PAGE:
■ ■ ■ ■ ■ ■ ■
SleepBot is a Click Prediction Bot which uses the data from google search console to predict the Net Clicks of Keyword for a given date.
The bot is trained using the FDF which has:
- 1368792 Records
- 74 Features
- 19269 Keywords
The Dataset is divided into three classes based on the Net Clicks:
- Clicks Level 0 If Net Clicks is 0
- Clikcs Level 1 If Net Cliks is 1
- Clicks Level 2 Otherwise
This division is done to facilitate the training of 3 Level Model:
- Level 1 Classifier which predicts 0 (Clicks Level 0) or 1 (Clicks Level other than 0)
- Level 2 Classifier which predicts 0 (Clicks Level 1) or 1 (Clicks Level 2)
■ ■ ■ ■ ■ ■ ■
EXCERPTED DATA:
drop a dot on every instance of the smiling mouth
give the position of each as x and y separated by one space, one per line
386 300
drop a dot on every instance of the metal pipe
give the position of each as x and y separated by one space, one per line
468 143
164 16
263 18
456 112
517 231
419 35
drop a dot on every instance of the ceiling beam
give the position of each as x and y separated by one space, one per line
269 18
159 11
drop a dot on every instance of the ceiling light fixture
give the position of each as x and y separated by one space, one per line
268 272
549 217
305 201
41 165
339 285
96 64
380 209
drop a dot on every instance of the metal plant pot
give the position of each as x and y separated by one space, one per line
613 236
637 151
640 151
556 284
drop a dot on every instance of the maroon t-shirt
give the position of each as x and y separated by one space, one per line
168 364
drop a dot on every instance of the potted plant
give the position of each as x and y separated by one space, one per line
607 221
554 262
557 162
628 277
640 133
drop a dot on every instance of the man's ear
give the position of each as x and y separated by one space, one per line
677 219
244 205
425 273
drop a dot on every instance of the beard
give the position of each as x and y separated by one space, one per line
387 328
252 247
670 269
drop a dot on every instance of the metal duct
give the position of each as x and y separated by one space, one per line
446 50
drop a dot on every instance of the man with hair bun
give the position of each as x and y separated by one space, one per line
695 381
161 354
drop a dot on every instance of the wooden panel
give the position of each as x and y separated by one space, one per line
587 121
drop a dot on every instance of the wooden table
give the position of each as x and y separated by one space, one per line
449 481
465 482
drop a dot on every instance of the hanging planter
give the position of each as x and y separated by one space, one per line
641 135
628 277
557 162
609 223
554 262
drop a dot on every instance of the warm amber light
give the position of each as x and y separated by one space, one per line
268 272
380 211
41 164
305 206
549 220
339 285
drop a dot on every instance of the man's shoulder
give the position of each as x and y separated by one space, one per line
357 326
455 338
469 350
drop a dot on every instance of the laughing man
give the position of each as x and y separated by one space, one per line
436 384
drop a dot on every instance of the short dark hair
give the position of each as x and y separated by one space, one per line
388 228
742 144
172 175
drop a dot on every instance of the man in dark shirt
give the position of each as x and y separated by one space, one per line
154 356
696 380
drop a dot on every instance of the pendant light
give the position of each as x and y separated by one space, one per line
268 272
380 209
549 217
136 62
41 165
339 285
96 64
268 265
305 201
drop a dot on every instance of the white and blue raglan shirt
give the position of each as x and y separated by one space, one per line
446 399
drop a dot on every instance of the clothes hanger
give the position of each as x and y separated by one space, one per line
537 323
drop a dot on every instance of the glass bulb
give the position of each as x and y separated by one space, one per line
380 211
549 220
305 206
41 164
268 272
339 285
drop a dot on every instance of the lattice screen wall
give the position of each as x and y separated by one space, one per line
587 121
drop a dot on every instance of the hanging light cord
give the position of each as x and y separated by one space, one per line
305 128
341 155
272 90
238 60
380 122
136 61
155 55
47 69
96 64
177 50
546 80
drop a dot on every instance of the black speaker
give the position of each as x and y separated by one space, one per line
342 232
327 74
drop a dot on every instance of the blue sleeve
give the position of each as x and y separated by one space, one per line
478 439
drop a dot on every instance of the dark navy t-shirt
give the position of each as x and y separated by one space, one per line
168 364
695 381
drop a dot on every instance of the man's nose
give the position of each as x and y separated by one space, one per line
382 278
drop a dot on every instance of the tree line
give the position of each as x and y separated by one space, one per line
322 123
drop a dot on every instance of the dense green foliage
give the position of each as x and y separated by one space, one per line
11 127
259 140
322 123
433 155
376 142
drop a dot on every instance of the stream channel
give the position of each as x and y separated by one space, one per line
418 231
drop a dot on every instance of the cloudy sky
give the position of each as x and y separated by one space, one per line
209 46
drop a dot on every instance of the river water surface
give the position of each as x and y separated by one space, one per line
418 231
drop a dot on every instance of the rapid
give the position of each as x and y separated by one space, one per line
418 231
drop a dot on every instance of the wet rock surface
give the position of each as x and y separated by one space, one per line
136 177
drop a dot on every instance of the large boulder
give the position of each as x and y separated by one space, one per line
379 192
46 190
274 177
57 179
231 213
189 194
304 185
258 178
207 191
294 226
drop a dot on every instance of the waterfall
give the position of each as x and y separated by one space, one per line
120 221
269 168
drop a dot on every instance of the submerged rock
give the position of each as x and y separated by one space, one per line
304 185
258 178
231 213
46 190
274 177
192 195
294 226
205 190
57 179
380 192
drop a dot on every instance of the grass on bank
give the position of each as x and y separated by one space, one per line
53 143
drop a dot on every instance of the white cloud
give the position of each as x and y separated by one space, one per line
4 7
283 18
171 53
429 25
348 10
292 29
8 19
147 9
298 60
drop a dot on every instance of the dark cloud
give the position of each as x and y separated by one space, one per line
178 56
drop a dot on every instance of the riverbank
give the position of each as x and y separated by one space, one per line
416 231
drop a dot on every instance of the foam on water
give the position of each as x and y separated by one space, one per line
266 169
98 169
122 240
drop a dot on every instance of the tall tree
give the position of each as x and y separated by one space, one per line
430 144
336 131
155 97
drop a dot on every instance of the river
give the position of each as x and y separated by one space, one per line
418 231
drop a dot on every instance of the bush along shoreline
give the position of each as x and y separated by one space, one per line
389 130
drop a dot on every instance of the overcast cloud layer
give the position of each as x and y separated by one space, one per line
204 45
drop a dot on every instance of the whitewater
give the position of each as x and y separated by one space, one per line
■ ■ ■ ■ ■ ■ ■
EXERCISE OBJECTIVE:
Rewrite the paragraph on the page that begins "SleepBot is a Click Prediction Bot" more briefly, keeping its main facts.

RESPONSE:
SleepBot predicts a keyword's Net Clicks for a given date using Google Search Console data.